◆ **ABOUT THIS EXERCISE**:
One figure is the whole answer: the number of lines below that contain the word "rough".

Collection entries:

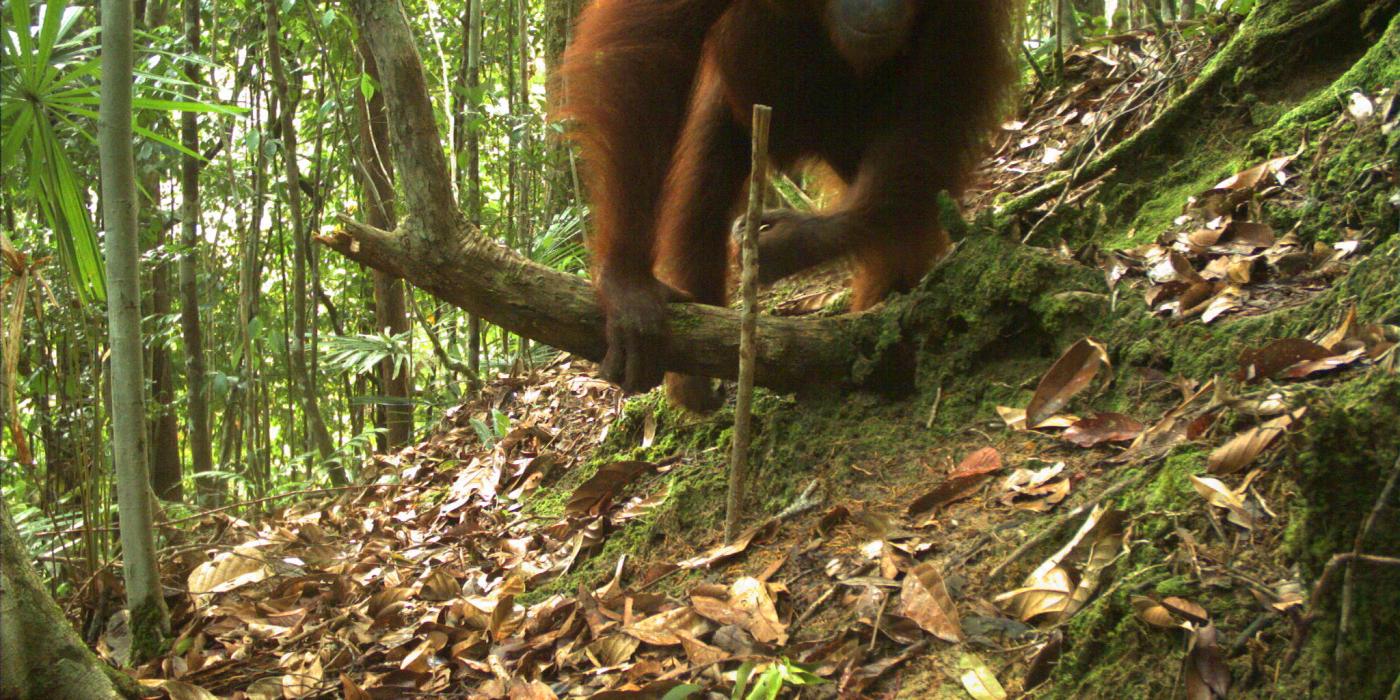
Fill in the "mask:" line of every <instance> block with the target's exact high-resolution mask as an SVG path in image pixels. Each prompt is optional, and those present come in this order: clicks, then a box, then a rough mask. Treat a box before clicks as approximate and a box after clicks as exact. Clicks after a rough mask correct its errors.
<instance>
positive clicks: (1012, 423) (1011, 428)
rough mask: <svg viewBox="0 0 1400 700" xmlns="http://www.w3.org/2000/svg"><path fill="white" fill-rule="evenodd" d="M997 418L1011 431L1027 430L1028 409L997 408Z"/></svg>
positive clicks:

◆ **YOUR RESPONSE**:
2